Exercise goal:
Could you repeat every record exactly as it appears?

Dataset extract:
----

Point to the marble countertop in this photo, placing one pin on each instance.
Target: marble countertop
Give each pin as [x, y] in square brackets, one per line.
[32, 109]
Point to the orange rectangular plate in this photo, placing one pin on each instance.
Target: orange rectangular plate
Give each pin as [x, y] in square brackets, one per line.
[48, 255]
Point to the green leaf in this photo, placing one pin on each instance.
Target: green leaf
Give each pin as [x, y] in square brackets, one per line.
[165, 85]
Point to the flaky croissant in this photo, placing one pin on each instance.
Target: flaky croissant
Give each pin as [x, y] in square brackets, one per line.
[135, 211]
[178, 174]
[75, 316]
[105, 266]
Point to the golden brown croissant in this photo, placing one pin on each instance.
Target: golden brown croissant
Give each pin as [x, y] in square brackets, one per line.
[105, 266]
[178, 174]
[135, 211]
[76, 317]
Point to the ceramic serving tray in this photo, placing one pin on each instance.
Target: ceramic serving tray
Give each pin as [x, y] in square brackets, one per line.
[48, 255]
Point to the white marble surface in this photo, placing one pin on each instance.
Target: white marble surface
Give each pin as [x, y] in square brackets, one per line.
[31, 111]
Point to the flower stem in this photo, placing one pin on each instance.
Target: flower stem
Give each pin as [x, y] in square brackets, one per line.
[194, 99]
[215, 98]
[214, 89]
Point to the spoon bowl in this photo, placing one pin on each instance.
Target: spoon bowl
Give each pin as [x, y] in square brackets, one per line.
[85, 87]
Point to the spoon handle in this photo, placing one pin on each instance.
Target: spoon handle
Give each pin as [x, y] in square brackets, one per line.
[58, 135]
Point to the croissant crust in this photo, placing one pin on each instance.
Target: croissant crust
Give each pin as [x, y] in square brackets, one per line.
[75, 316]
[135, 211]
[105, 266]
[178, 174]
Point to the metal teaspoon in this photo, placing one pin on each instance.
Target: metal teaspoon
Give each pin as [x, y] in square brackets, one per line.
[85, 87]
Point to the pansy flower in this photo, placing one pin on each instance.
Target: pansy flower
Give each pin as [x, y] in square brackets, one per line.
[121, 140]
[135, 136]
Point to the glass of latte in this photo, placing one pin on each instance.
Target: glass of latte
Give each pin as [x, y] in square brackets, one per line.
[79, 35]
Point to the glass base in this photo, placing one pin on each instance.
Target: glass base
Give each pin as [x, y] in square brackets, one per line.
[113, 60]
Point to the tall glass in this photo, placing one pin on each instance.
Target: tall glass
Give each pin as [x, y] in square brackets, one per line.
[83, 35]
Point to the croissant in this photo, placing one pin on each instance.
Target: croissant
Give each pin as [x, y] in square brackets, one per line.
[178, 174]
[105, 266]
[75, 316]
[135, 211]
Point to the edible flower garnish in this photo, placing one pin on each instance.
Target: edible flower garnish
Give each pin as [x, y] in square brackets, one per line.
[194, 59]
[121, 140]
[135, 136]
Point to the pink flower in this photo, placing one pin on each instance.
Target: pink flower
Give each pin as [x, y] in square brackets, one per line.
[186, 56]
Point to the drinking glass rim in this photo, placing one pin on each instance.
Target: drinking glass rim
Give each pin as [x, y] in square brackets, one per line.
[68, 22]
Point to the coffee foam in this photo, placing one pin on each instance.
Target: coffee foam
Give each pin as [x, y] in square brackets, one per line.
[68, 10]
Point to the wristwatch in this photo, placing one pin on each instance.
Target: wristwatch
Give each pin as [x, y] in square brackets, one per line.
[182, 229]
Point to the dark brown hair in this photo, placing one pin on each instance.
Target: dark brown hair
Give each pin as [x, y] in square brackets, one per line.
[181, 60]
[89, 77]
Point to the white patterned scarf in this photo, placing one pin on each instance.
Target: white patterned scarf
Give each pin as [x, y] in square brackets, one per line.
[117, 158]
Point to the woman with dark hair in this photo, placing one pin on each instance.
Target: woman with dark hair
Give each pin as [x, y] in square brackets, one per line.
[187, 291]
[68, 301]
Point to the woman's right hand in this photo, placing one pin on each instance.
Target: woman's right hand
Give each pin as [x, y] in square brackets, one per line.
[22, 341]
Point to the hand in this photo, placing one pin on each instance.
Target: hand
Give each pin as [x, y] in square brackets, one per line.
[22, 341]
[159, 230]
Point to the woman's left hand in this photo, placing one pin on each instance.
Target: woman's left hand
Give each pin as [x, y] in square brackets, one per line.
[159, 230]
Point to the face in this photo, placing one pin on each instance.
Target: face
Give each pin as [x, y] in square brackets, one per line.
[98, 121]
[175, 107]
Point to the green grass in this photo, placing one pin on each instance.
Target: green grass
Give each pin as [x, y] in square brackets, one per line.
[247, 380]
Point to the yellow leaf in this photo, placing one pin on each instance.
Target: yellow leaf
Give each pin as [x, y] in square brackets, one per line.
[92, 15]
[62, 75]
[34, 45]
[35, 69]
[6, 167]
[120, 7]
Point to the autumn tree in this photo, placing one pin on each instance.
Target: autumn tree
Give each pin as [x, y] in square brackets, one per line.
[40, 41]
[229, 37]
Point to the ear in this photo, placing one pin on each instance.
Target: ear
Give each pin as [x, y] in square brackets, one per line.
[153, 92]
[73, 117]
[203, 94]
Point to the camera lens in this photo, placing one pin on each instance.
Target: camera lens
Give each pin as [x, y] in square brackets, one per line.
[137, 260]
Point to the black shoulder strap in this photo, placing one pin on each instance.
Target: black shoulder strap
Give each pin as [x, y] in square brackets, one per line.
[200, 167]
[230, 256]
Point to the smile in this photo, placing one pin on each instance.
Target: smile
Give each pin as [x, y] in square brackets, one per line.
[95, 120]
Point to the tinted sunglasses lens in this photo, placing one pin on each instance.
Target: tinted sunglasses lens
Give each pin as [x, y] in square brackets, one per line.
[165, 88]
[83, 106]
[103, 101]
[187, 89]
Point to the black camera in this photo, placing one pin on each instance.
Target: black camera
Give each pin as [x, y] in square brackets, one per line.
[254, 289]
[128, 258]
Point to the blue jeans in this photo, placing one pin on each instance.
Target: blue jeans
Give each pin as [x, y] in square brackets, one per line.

----

Your response:
Point to the marble countertop in this photo, placing one pin on each instance.
Target: marble countertop
Give each pin as [x, y] in square brackets, one per line.
[32, 109]
Point to the orange rectangular plate in this photo, placing one pin on each instance.
Target: orange rectangular plate
Give each pin as [x, y] in square brackets, one per line.
[48, 255]
Point to the green leaf in this photo, placing one pin on each instance.
Target: green leaf
Give each pin as [x, y] in square brackets, one per line.
[165, 85]
Point to the flaky croissant in this photo, placing one pin on each instance.
Target: flaky croissant
Give each pin as [x, y] in square brackets, one per line.
[135, 211]
[178, 174]
[75, 316]
[105, 266]
Point to the golden brown croissant in this photo, placing one pin on each instance.
Target: golden brown croissant
Give each pin as [x, y] in square brackets, one per line.
[105, 266]
[178, 174]
[135, 211]
[76, 317]
Point to the ceramic serving tray in this photo, placing one pin on each instance.
Target: ceramic serving tray
Give each pin as [x, y] in square brackets, one per line.
[48, 255]
Point to the white marble surface in this photo, placing one pin on each instance.
Target: white marble surface
Give each pin as [x, y] in square brackets, one per line.
[31, 111]
Point to the flower stem in this photo, placing one pin on each instance.
Target: flower stem
Give each pin as [x, y] in square brackets, one per line.
[194, 99]
[215, 98]
[214, 89]
Point to the spoon bowl in this photo, placing one pin on each instance.
Target: spoon bowl
Give each pin as [x, y] in square brackets, one per line.
[85, 87]
Point to the spoon handle in this photo, placing one pin on each instance.
Target: spoon handle
Give each pin as [x, y] in square brackets, one per line.
[58, 135]
Point to the croissant crust in this photo, placing one pin on each instance.
Target: croissant crust
Give each pin as [x, y] in square brackets, one per line.
[75, 316]
[135, 211]
[105, 266]
[178, 174]
Point to the metal teaspoon in this photo, placing one pin on each instance.
Target: metal teaspoon
Give each pin as [x, y] in square brackets, one per line.
[85, 87]
Point to the pansy flower in this photo, placing one pin on each instance.
Target: pansy flower
Give each pin as [x, y] in square brackets, one per line.
[121, 140]
[135, 136]
Point to the glass of latte in this photo, placing one pin on each instance.
Target: glass of latte
Give each pin as [x, y] in square brackets, one per line.
[79, 35]
Point to the glass base in this photo, placing one pin on each instance.
Target: glass base
Give each pin as [x, y] in square brackets, one per line.
[113, 60]
Point to the tall glass in this photo, placing one pin on each instance.
Target: tall glass
Give each pin as [x, y] in square brackets, one per line.
[83, 35]
Point to the croissant in this photo, placing one pin on each instance.
Target: croissant
Give each pin as [x, y] in square brackets, one per line.
[178, 174]
[105, 266]
[75, 316]
[135, 211]
Point to the edible flower garnish in this photo, placing one pin on each instance.
Target: edible flower garnish
Give each pin as [x, y] in square brackets, one per line.
[194, 59]
[121, 140]
[135, 136]
Point to the pink flower in this photo, placing one pin on each instance.
Target: pink flower
Give each pin as [x, y] in square brackets, one per line.
[186, 56]
Point to the drinking glass rim in this photo, placing one pin on each instance.
Target: drinking glass rim
Give each pin as [x, y] in square brackets, one per line.
[68, 22]
Point to the coffee foam in this photo, placing one pin on each instance.
Target: coffee foam
Give each pin as [x, y] in square brackets, one per line.
[68, 10]
Point to the wristwatch in this photo, placing one pin on each instance.
Target: wristwatch
Give each pin as [x, y] in square brackets, one per line.
[182, 229]
Point to the dark brown hair in this photo, placing one pin on each instance.
Target: dark brown hair
Give each pin as [x, y] in square brackets, one per line.
[181, 60]
[89, 77]
Point to the white patterned scarf in this photo, placing one pin on each instance.
Target: white patterned scarf
Give each pin as [x, y] in square brackets, one per line.
[117, 158]
Point to the woman with dark hair in this photo, placing one pin on each instance.
Target: woman with dark hair
Give each pin as [x, y] in square brackets, one per line.
[187, 291]
[68, 301]
Point to the woman's right hand in this photo, placing one pin on each instance.
Target: woman's right hand
Give each pin as [x, y] in square brackets, one per line.
[22, 341]
Point to the hand in this photo, placing one pin on each instance.
Target: hand
Give each pin as [x, y] in square brackets, one per line.
[22, 341]
[159, 230]
Point to the woman's left hand in this photo, placing one pin on each instance.
Target: woman's left hand
Give each pin as [x, y] in square brackets, one per line.
[159, 230]
Point to the face in this photo, placing one pin on each instance.
Target: face
Give each pin as [x, y] in square brackets, one per line.
[98, 121]
[175, 107]
Point to the green grass in this photo, placing one pin on each instance.
Target: green grass
Give each pin as [x, y] in square brackets, one per line.
[247, 380]
Point to the yellow leaf in this photo, placing one pin on each instance.
Target: yellow leaf
Give each pin as [x, y] in square brackets, one per line.
[92, 15]
[62, 75]
[34, 45]
[35, 69]
[6, 167]
[120, 7]
Point to the autumn tree in this photo, placing one pin on each instance.
Target: autumn tree
Give each pin as [x, y] in square brackets, one per line.
[40, 41]
[229, 37]
Point to the ear in this photo, placing one pin on each instance.
Target: ear
Give each pin as [x, y] in square brackets, one per line.
[153, 92]
[73, 117]
[203, 94]
Point to the camera lens in this photo, placing one pin on each instance.
Target: camera lens
Give each pin as [x, y] in square brackets, one per line.
[137, 260]
Point to the black shoulder strap in this photo, placing one pin on each instance.
Target: black shoulder strap
Give each pin as [x, y] in square brackets, one per line.
[200, 167]
[230, 256]
Point to the smile in this photo, placing one pin on each instance.
Target: smile
Give each pin as [x, y] in square brackets, one per line.
[95, 120]
Point to the tinted sunglasses lens in this photo, placing one pin on each instance.
Target: tinted sunglasses lens
Give each pin as [x, y] in square brackets, one per line.
[165, 88]
[83, 106]
[103, 101]
[187, 89]
Point to the black camera in this photo, placing one pin on each instance.
Target: black camera
Give each pin as [x, y] in square brackets, one per line.
[254, 289]
[128, 258]
Point to the blue jeans in this photo, placing one pin on each instance.
Target: blue jeans
Give each pin as [x, y] in square brackets, one per line.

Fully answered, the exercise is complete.